### DIRECTIVE:
Reproduce the listing below word for word, omitting the pictures from your copy.

### MATERIAL FOR THIS TASK:
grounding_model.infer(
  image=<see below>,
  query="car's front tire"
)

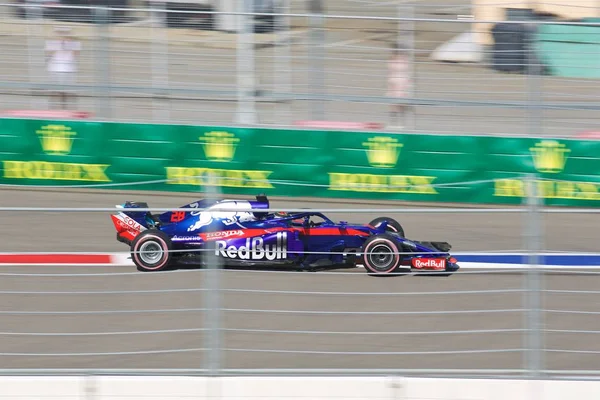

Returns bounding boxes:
[361,233,402,276]
[131,229,173,272]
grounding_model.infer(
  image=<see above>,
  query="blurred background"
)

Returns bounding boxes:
[0,0,600,137]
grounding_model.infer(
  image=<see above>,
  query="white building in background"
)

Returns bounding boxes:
[431,0,600,62]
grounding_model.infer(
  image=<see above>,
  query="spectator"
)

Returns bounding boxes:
[46,27,81,109]
[387,44,410,128]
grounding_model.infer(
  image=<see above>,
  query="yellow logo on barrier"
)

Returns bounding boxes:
[199,131,240,162]
[36,124,77,156]
[529,140,571,174]
[363,136,404,168]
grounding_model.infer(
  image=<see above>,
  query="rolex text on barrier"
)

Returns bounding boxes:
[0,118,600,208]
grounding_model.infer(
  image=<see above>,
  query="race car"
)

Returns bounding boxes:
[111,195,459,275]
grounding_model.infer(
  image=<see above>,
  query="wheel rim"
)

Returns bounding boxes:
[140,241,163,265]
[369,244,394,271]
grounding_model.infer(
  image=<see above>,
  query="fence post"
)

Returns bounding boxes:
[307,0,326,120]
[94,7,112,119]
[525,21,544,137]
[202,180,222,376]
[25,2,44,109]
[236,0,257,125]
[151,1,170,122]
[390,2,417,130]
[273,0,293,125]
[525,175,543,379]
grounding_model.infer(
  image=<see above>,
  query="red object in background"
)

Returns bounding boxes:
[2,110,92,119]
[294,121,383,130]
[575,131,600,139]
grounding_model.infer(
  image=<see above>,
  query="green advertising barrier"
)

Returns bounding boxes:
[0,119,600,207]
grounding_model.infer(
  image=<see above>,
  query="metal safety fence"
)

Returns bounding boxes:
[0,0,599,137]
[0,180,600,379]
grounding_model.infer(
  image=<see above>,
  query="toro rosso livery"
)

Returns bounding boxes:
[111,195,459,275]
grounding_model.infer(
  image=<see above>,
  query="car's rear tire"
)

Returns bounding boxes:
[369,217,405,237]
[131,229,173,272]
[361,233,402,276]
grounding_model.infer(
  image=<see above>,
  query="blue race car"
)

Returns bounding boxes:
[111,195,459,275]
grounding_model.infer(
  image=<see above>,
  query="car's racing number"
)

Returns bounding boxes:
[171,211,185,222]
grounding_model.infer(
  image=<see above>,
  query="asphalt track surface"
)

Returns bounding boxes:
[0,189,600,370]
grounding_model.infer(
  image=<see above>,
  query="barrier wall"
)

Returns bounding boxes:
[0,119,600,207]
[0,376,600,400]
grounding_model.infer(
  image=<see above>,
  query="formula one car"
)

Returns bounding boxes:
[111,195,459,275]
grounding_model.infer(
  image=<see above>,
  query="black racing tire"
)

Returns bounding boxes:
[131,229,173,272]
[361,233,402,276]
[369,217,406,237]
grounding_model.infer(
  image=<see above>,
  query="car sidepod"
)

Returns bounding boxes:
[201,229,304,265]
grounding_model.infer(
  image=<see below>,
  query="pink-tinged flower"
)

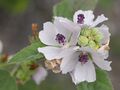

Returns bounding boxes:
[58,47,111,84]
[0,41,3,53]
[38,17,80,60]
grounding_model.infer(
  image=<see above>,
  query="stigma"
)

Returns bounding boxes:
[77,14,85,24]
[55,33,66,45]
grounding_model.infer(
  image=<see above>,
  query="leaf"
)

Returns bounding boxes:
[0,70,18,90]
[19,80,39,90]
[0,0,29,14]
[53,0,98,20]
[77,68,113,90]
[9,42,43,63]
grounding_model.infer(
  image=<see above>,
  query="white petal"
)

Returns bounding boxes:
[38,46,62,60]
[91,14,108,27]
[39,22,59,46]
[55,17,81,45]
[98,25,111,45]
[73,10,94,26]
[32,67,48,85]
[70,60,96,84]
[60,51,79,74]
[98,45,109,59]
[0,41,3,53]
[92,53,112,71]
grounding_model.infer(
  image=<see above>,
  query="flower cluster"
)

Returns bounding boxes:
[38,10,111,84]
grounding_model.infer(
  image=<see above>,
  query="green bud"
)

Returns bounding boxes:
[95,32,103,43]
[78,36,88,46]
[91,28,99,36]
[81,29,91,36]
[88,40,96,48]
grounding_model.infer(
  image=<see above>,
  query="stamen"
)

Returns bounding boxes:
[79,54,89,64]
[55,33,65,45]
[77,14,85,24]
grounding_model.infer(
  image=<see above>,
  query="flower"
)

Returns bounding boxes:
[57,46,111,84]
[38,17,80,60]
[0,41,3,54]
[38,10,111,84]
[32,67,48,85]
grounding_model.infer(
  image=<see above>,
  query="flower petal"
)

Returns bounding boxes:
[98,45,109,59]
[98,25,111,45]
[73,10,94,26]
[60,50,79,74]
[39,22,59,46]
[54,17,81,45]
[38,46,62,60]
[91,14,108,27]
[92,53,112,71]
[70,60,96,84]
[0,41,3,54]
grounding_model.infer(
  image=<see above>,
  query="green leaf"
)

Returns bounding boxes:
[19,80,39,90]
[53,0,98,20]
[0,70,18,90]
[0,0,29,14]
[77,68,113,90]
[9,42,43,63]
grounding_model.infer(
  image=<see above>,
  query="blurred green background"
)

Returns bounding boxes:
[0,0,120,90]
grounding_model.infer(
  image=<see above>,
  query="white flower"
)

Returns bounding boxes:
[57,47,111,84]
[0,41,3,54]
[38,17,80,60]
[32,67,48,85]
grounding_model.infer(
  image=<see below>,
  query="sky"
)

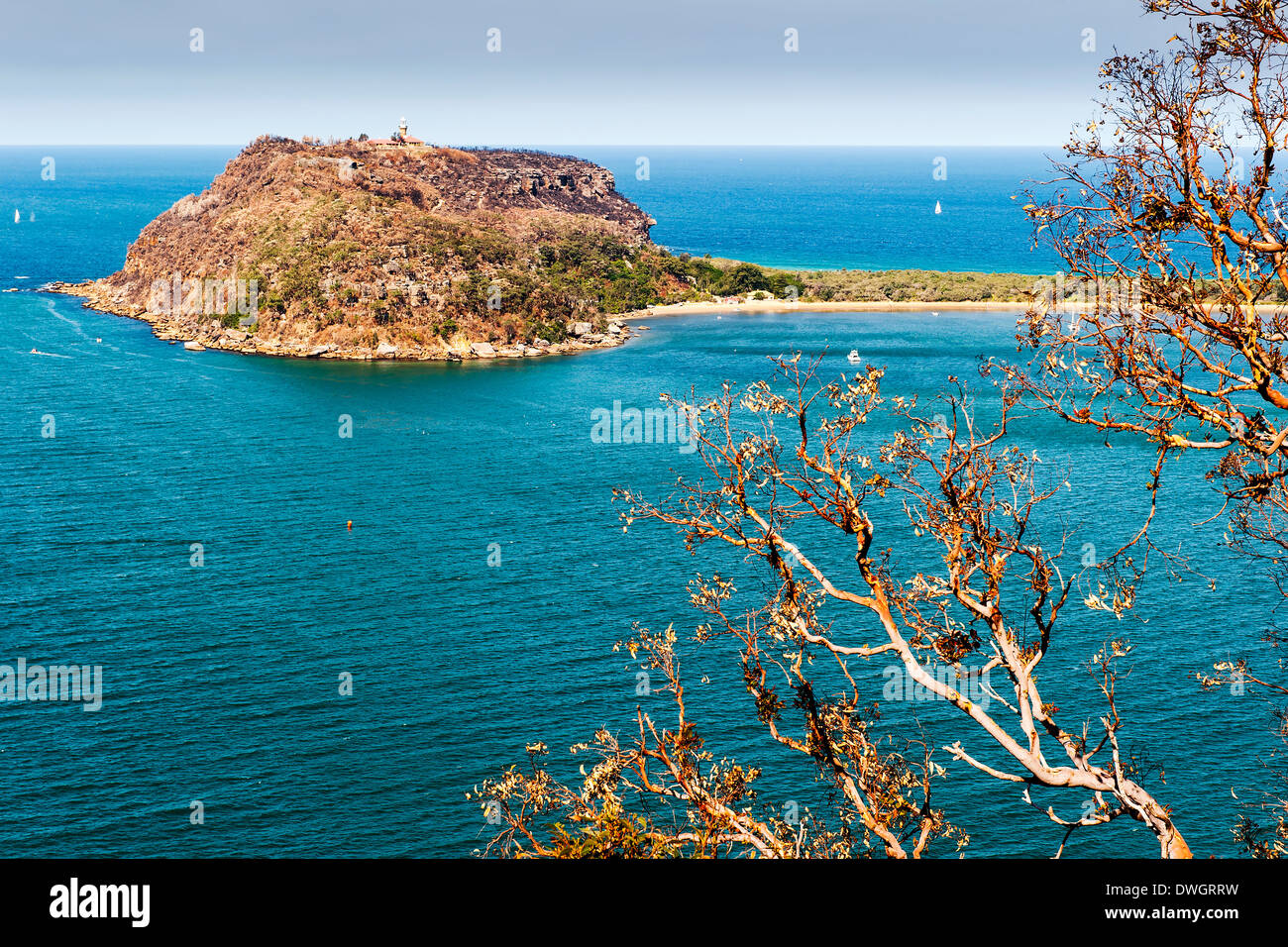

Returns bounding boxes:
[0,0,1175,147]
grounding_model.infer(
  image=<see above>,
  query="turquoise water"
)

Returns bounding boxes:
[575,147,1060,273]
[0,150,1274,856]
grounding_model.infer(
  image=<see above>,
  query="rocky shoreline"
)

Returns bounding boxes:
[38,279,643,362]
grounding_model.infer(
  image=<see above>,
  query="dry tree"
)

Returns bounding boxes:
[477,355,1190,858]
[988,0,1288,854]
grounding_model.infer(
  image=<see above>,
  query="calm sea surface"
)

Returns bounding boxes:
[0,149,1274,856]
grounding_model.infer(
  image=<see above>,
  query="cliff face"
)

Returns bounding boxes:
[61,138,686,359]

### SOLUTION FOR THIS EXERCISE:
grounding_model.infer(
  image=<see below>,
  query="car's front tire"
)


Returns bounding boxes:
[361,233,402,276]
[131,229,173,272]
grounding_model.infer(
  image=<see above>,
  query="blurred background"
)

Returns bounding boxes:
[0,0,600,137]
grounding_model.infer(
  image=<see above>,
  query="white building in background"
)

Returns bounding boxes:
[431,0,600,62]
grounding_model.infer(
  image=<see above>,
  query="spectator"
)

Returns bounding boxes:
[46,27,81,109]
[387,44,410,128]
grounding_model.infer(
  image=<see above>,
  query="yellow logo on barrier"
)

Returns bounding boxes:
[199,131,240,162]
[36,124,77,156]
[529,140,571,174]
[363,136,404,168]
grounding_model.infer(
  image=<see above>,
  query="rolex text on barrier"
)

Returns bounding boxes:
[0,118,600,208]
grounding_model.infer(
  image=<see above>,
  query="race car"
)

Returns bounding boxes:
[111,195,459,275]
grounding_model.infer(
  image=<see above>,
  query="wheel rim"
)

Returns bounding boxes:
[140,241,163,265]
[369,244,394,271]
grounding_model.infer(
  image=<see above>,
  query="fence post"
)

Returns bounding boxes:
[307,0,326,120]
[94,7,112,119]
[525,21,544,137]
[202,180,222,376]
[25,2,44,109]
[236,0,257,125]
[151,1,170,122]
[390,2,417,130]
[273,0,293,125]
[525,175,543,379]
grounding_model.infer(
  image=<see above>,
  query="red object in background"
)

Returns bounding boxes:
[2,110,92,119]
[294,121,383,130]
[575,131,600,139]
grounding_model.infer(
  image=<see above>,
  query="green advertising barrier"
)

Returns bounding boxes:
[0,119,600,207]
grounding_model.infer(
  image=<see above>,
  query="metal safety fence"
)

Returns bounding boxes:
[0,0,599,137]
[0,180,600,379]
grounding_model.infer(
  image=<see above>,
  query="toro rosso livery"
)

Returns bounding boxes:
[111,195,459,275]
grounding_model.infer(
  image=<see above>,
  query="car's rear tire"
)

Returns bounding boxes:
[369,217,405,237]
[131,229,173,272]
[361,233,402,276]
grounding_model.infer(
  image=<see above>,
  query="blue race car"
)

Returns bounding boxes:
[111,195,459,275]
grounding_model.infer(
  image=<see above>,
  query="car's racing number"
)

Returns bounding boxes:
[171,211,185,222]
grounding_model.infer(
  image=<see above>,
  query="asphalt track surface"
)

Returns bounding boxes:
[0,189,600,370]
grounding_model.infer(
  image=<see above>,
  query="barrier wall"
)

Returns bounding boxes:
[0,119,600,207]
[0,376,600,400]
grounding_model.infer(
  image=<see above>,
  query="formula one car"
)

Returns bounding boxes:
[111,195,459,275]
grounding_model.infer(
  image=<see above>,
  query="black racing tire"
)

Returns bounding boxes:
[131,229,173,272]
[361,233,402,276]
[369,217,406,237]
grounding_model.infer(
  image=<see above>,
  query="car sidepod"
)

Returns bounding boxes:
[201,229,304,265]
grounding_model.infer(
  image=<see below>,
  query="pink-tinged flower"
)


Returns bounding boxes:
[58,47,111,84]
[0,41,3,53]
[38,17,80,60]
grounding_model.infer(
  image=<see above>,
  query="stigma"
)

Returns bounding boxes:
[77,14,85,24]
[55,33,66,45]
grounding_model.infer(
  image=<see above>,
  query="leaf"
)

Returns bounding boxes:
[0,70,18,90]
[19,80,39,90]
[0,0,29,14]
[53,0,98,20]
[77,68,113,90]
[9,42,43,63]
grounding_model.infer(
  image=<see above>,
  query="white petal"
)

Returns bounding boxes:
[38,46,62,60]
[91,14,108,27]
[39,22,59,46]
[55,17,81,45]
[98,25,111,45]
[73,10,94,26]
[32,67,48,85]
[70,60,96,84]
[60,51,79,74]
[98,45,109,59]
[0,41,3,53]
[92,53,112,71]
grounding_model.infer(
  image=<see above>,
  query="flower cluster"
)

Returns bounding boxes:
[38,10,111,84]
grounding_model.infer(
  image=<see above>,
  query="green bud"
)

Returns bounding boxes:
[95,32,103,43]
[78,36,88,46]
[91,28,99,36]
[81,29,91,36]
[88,40,96,48]
grounding_model.infer(
  image=<see above>,
  query="stamen"
)

Returns bounding boxes:
[79,54,89,64]
[55,33,65,45]
[77,14,85,24]
grounding_model.infer(
  image=<see above>,
  query="flower"
)

Returns bounding boxes:
[57,46,111,84]
[38,17,80,60]
[0,41,3,54]
[38,10,111,84]
[32,67,48,85]
grounding_model.infer(
  image=<see above>,
  query="flower petal"
)

Returns bounding boxes:
[98,45,109,59]
[98,25,111,45]
[73,10,94,26]
[60,50,79,74]
[39,22,59,46]
[54,17,81,45]
[38,46,62,60]
[91,14,108,27]
[92,53,112,71]
[70,60,96,84]
[0,41,3,54]
grounding_model.infer(
  image=<see above>,
  query="green leaf"
)

Returns bounding boxes:
[19,80,39,90]
[53,0,98,20]
[0,70,18,90]
[0,0,29,14]
[77,68,113,90]
[9,42,43,63]
grounding_model.infer(
  image=<see above>,
  query="blurred green background"
)

Returns bounding boxes:
[0,0,120,90]
grounding_model.infer(
  image=<see above>,
  query="white flower"
)

Returns bounding boxes:
[57,47,111,84]
[0,41,3,54]
[38,17,80,60]
[32,67,48,85]
grounding_model.infer(
  image=<see below>,
  query="sky"
)


Returns bounding boxes:
[0,0,1175,147]
grounding_model.infer(
  image=<see above>,
  query="turquoise water"
)

Returns bounding boxes:
[575,147,1060,273]
[0,150,1274,856]
grounding_model.infer(
  image=<see above>,
  query="rocky shoreline"
)

Returns bounding boxes:
[38,279,643,362]
grounding_model.infer(
  image=<see above>,
  query="dry tree"
)

Returns bounding boxes:
[477,355,1190,858]
[988,0,1288,854]
grounding_model.infer(
  image=<see above>,
  query="calm sea surface"
)

Returns bounding boxes:
[0,149,1274,856]
grounding_model.infer(
  image=<see above>,
  query="cliff face"
)

Returns bounding boxes:
[61,138,686,359]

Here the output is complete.